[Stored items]
════════════════════
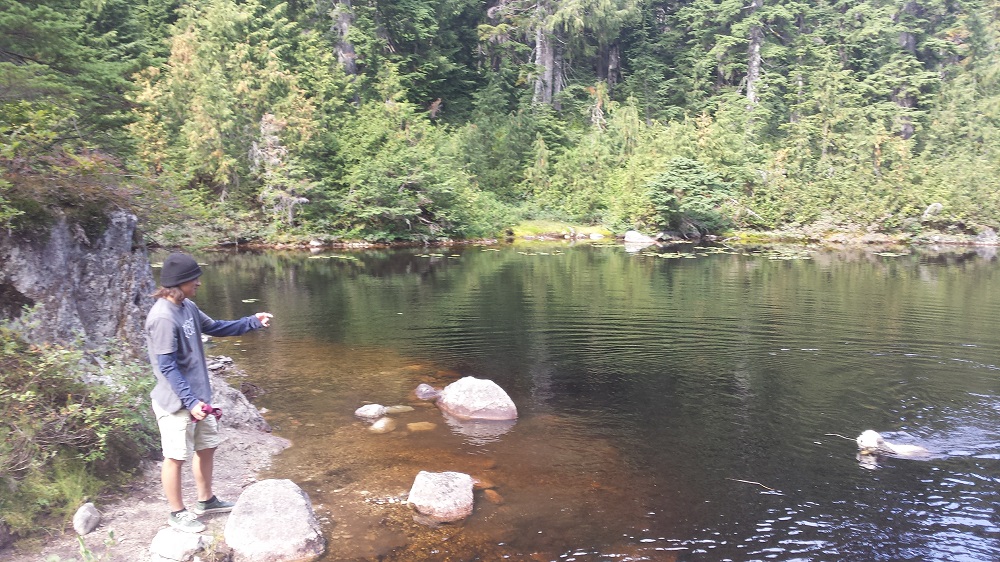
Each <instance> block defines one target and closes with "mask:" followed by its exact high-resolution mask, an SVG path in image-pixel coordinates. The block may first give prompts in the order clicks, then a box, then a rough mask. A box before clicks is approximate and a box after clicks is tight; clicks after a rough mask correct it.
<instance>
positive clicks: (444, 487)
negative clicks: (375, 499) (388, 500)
mask: <svg viewBox="0 0 1000 562" xmlns="http://www.w3.org/2000/svg"><path fill="white" fill-rule="evenodd" d="M472 486H473V481H472V477H471V476H469V475H468V474H463V473H461V472H427V471H423V470H421V471H420V473H419V474H417V477H416V478H415V479H414V480H413V486H412V487H411V488H410V494H409V496H408V499H407V503H409V504H410V505H411V506H413V508H414V509H415V510H417V513H419V514H421V515H423V516H425V517H427V518H429V519H431V520H432V521H435V522H438V523H449V522H452V521H459V520H461V519H465V518H466V517H468V516H469V515H472V504H473V497H472Z"/></svg>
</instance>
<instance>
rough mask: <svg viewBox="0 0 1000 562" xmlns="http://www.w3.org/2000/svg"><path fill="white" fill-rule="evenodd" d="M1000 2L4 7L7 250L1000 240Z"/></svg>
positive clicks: (599, 0)
mask: <svg viewBox="0 0 1000 562" xmlns="http://www.w3.org/2000/svg"><path fill="white" fill-rule="evenodd" d="M998 37H1000V2H998V1H996V0H813V1H810V2H799V1H797V0H741V1H735V0H535V1H532V2H526V1H524V0H486V1H479V2H475V1H471V0H437V1H434V2H431V1H428V0H312V1H310V2H303V1H301V0H290V1H287V2H275V1H270V0H242V1H238V0H188V1H182V0H73V1H70V0H37V1H36V0H20V1H19V0H0V139H2V141H0V165H2V166H3V175H2V176H0V189H2V191H0V223H2V224H3V225H4V226H5V227H6V228H8V229H17V228H24V227H25V225H29V224H31V223H32V221H33V220H35V219H36V218H37V217H38V216H41V215H44V212H45V209H46V208H47V207H48V206H49V205H50V204H53V203H58V204H60V205H61V206H62V207H63V208H68V209H71V210H74V211H72V212H79V213H81V215H82V216H87V214H88V213H92V212H93V211H99V210H100V209H102V208H106V207H107V206H109V205H114V206H122V207H127V208H130V209H132V210H134V211H135V212H136V213H138V214H139V215H140V216H141V217H142V218H143V220H145V221H146V224H147V231H148V232H149V235H150V237H151V238H152V240H153V241H154V242H157V243H161V244H171V243H185V242H190V241H191V240H193V239H195V238H198V239H201V240H215V241H218V242H223V241H238V240H264V241H271V242H278V241H288V240H305V239H309V238H320V239H324V240H343V239H359V240H425V241H426V240H434V239H441V238H473V237H480V236H492V235H495V234H497V233H498V232H501V231H502V230H503V229H505V228H507V227H509V226H510V225H512V224H515V223H517V222H518V221H522V220H525V219H558V220H567V221H573V222H576V223H581V224H602V225H605V226H606V227H607V228H610V229H611V230H613V231H617V232H621V231H623V230H625V229H629V228H639V229H643V230H646V231H652V230H654V229H662V228H667V229H673V230H677V231H681V232H684V233H689V234H695V233H698V232H701V233H705V232H722V231H726V230H729V229H733V228H738V229H750V230H754V229H759V230H766V229H780V228H799V227H803V226H806V225H811V226H813V227H816V226H817V225H819V227H820V228H827V229H831V230H846V231H861V232H885V233H904V234H905V233H920V232H927V231H942V232H957V233H972V234H975V233H977V232H980V231H983V230H986V229H987V228H993V229H996V228H998V227H1000V53H998V50H997V46H998Z"/></svg>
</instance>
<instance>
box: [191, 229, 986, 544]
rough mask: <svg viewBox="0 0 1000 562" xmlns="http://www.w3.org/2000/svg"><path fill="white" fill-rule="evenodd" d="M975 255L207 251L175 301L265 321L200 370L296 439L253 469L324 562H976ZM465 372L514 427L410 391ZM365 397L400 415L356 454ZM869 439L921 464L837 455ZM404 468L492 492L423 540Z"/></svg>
mask: <svg viewBox="0 0 1000 562" xmlns="http://www.w3.org/2000/svg"><path fill="white" fill-rule="evenodd" d="M979 252H980V253H979V254H977V253H976V252H975V251H973V250H961V249H959V250H954V251H951V252H945V253H940V252H933V251H921V252H914V253H910V254H907V255H896V254H890V255H878V254H876V253H874V251H872V252H860V251H855V252H846V251H845V252H835V251H823V250H809V249H804V248H793V249H788V250H785V251H780V252H779V251H749V250H746V249H743V250H733V251H729V250H725V249H719V248H696V247H693V246H690V245H687V246H676V247H669V248H652V249H651V248H647V249H645V250H641V251H638V252H632V253H630V252H628V251H626V249H625V248H624V247H623V246H622V245H620V244H580V245H569V244H561V243H558V244H534V245H525V246H521V245H514V246H497V247H484V246H468V247H457V248H448V249H443V250H441V249H434V250H426V249H411V250H373V251H363V252H361V251H359V252H349V251H336V252H333V251H331V252H324V253H319V254H309V253H282V252H267V253H261V254H249V253H242V254H206V255H201V256H199V260H200V261H201V262H203V263H205V264H206V265H205V267H204V270H205V275H204V278H203V279H204V281H205V284H204V286H203V287H202V289H201V291H200V292H199V295H198V297H197V298H196V300H197V301H198V303H199V305H200V306H201V307H202V308H203V309H204V310H205V311H206V312H207V313H208V314H210V315H211V316H213V317H215V318H220V319H224V318H233V317H237V316H241V315H245V314H249V313H252V312H255V311H257V310H267V311H270V312H272V313H273V314H274V315H275V318H274V325H273V327H272V328H271V329H270V330H268V331H266V332H258V333H254V334H249V335H246V336H243V337H242V338H239V339H236V340H233V339H229V340H223V339H219V340H215V341H214V342H213V343H212V345H211V346H210V348H209V353H213V354H225V355H229V356H232V357H233V358H234V359H235V360H236V362H237V364H238V365H239V366H240V367H242V368H244V369H245V370H246V371H247V372H248V373H249V377H248V378H249V381H248V382H252V383H254V384H256V385H257V386H259V387H260V388H261V389H263V390H264V391H266V393H265V394H263V395H262V396H261V397H260V398H258V399H257V401H256V403H257V405H258V406H262V407H266V408H267V409H268V410H269V413H268V414H267V417H268V419H269V421H270V422H271V423H272V425H273V426H274V431H275V433H277V434H278V435H282V436H284V437H287V438H289V439H291V440H292V441H293V443H294V445H293V446H292V447H291V448H290V449H288V450H287V451H286V452H284V453H282V454H281V455H280V456H278V457H277V458H276V459H275V463H274V466H273V469H272V470H271V472H270V473H269V474H267V475H265V476H268V477H282V478H291V479H293V480H294V481H295V482H297V483H298V484H299V485H300V486H301V487H302V488H303V489H304V490H305V491H306V492H307V493H308V494H309V495H310V497H311V499H312V501H313V503H314V505H315V506H316V509H317V512H318V514H319V515H320V516H321V517H322V518H323V525H324V533H325V535H326V537H327V539H328V540H329V541H330V542H329V554H328V555H327V556H326V558H325V560H376V559H378V560H502V559H507V560H553V561H572V560H579V561H598V560H601V561H603V560H608V561H610V560H713V561H714V560H740V561H742V560H887V561H888V560H892V561H897V560H998V559H1000V515H998V506H1000V499H998V498H1000V495H998V494H997V491H996V489H997V484H998V481H1000V429H998V428H1000V367H998V366H997V365H998V364H1000V359H998V352H1000V345H998V332H997V319H998V318H1000V285H998V283H1000V269H998V260H997V259H996V258H995V257H994V255H993V253H992V252H991V249H981V250H979ZM248 301H250V302H248ZM466 375H472V376H476V377H480V378H488V379H491V380H493V381H495V382H496V383H498V384H499V385H500V386H501V387H503V388H504V389H505V390H506V391H507V392H508V393H509V394H510V396H511V397H512V398H513V400H514V402H515V403H516V404H517V407H518V410H519V414H520V417H519V419H518V421H517V423H516V424H514V425H513V427H510V428H507V431H506V432H502V431H497V432H495V434H486V435H482V434H470V433H471V432H469V431H467V428H462V427H454V426H452V425H449V424H448V423H447V422H446V421H445V420H444V419H443V418H442V416H441V413H440V412H439V411H438V410H437V409H436V408H435V407H433V406H432V405H429V404H427V403H421V402H419V401H417V400H416V398H415V397H414V395H413V389H414V388H415V387H416V386H417V385H418V384H420V383H424V382H427V383H430V384H432V385H434V386H437V387H441V386H443V385H445V384H447V383H449V382H451V381H454V380H456V379H458V378H459V377H461V376H466ZM369 402H376V403H380V404H384V405H395V404H403V405H411V406H414V408H415V410H414V411H412V412H408V413H402V414H398V415H395V416H393V417H394V418H395V419H396V421H397V422H398V429H396V430H395V431H393V432H391V433H387V434H382V435H378V434H373V433H371V432H369V431H368V429H367V424H365V423H363V422H362V421H360V420H358V419H356V418H355V417H354V416H353V412H354V410H355V409H356V408H358V407H359V406H361V405H363V404H366V403H369ZM422 421H427V422H431V423H434V424H436V427H435V429H433V430H431V431H409V430H408V429H407V424H409V423H414V422H422ZM865 429H875V430H877V431H880V432H882V433H883V434H884V435H886V436H887V438H889V439H890V440H893V441H897V442H903V443H914V444H919V445H922V446H924V447H926V448H927V449H929V450H930V451H931V453H932V457H931V458H930V459H927V460H908V459H898V458H881V459H868V460H866V461H865V462H859V459H858V458H857V446H856V445H855V443H854V442H853V438H854V437H856V436H857V435H858V434H859V433H860V432H861V431H863V430H865ZM838 435H839V436H838ZM841 436H842V437H841ZM844 437H846V438H849V439H850V440H848V439H845V438H844ZM863 460H864V459H863ZM420 470H428V471H445V470H456V471H460V472H466V473H468V474H471V475H473V476H475V477H477V478H481V479H484V480H487V481H489V482H490V483H491V484H492V485H493V486H494V492H496V494H497V495H499V496H500V497H499V498H497V497H495V496H494V497H492V501H491V498H487V497H486V493H485V492H482V491H479V492H476V506H475V511H474V513H473V514H472V516H471V517H469V518H468V519H467V520H465V521H464V522H462V523H460V524H454V525H444V526H441V527H438V528H431V527H427V526H425V525H421V524H418V523H416V522H414V521H413V520H412V516H411V512H410V510H409V509H408V508H407V507H405V506H404V505H403V504H401V503H400V502H401V499H402V498H404V497H405V495H406V493H407V492H408V490H409V487H410V485H411V484H412V482H413V478H414V477H415V475H416V474H417V472H419V471H420Z"/></svg>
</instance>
════════════════════
Assignment:
Convert the stretch of the data from its start through the line containing "positive clicks: (599, 0)" into a JSON list of strings, one string per line, omitting blank lines and leaving out the picture.

Solution below:
[
  "Each <instance> block defines one target and closes with \"mask:\" followed by its exact high-resolution mask, an SVG path in image-pixel coordinates. The block may first give prompts in the order clicks, then a box, then a rough mask. A box before clicks is approximate and a box after clicks is tight; clicks after a rough mask correct it.",
  "<instance>",
  "positive clicks: (444, 487)",
  "negative clicks: (375, 499) (388, 500)",
  "mask: <svg viewBox=\"0 0 1000 562\" xmlns=\"http://www.w3.org/2000/svg\"><path fill=\"white\" fill-rule=\"evenodd\" d=\"M472 486H473V481H472V477H471V476H469V475H468V474H463V473H461V472H427V471H423V470H421V471H420V473H419V474H417V477H416V478H415V479H414V480H413V486H412V487H411V488H410V494H409V496H408V499H407V503H409V504H410V505H411V506H413V508H414V509H415V510H417V513H419V514H421V515H423V516H425V517H427V518H429V519H431V520H432V521H435V522H438V523H449V522H452V521H459V520H461V519H465V518H466V517H468V516H469V515H472V504H473V497H472Z\"/></svg>",
  "</instance>",
  "<instance>",
  "rough mask: <svg viewBox=\"0 0 1000 562\" xmlns=\"http://www.w3.org/2000/svg\"><path fill=\"white\" fill-rule=\"evenodd\" d=\"M1000 2L4 7L7 250L1000 240Z\"/></svg>",
  "positive clicks: (599, 0)"
]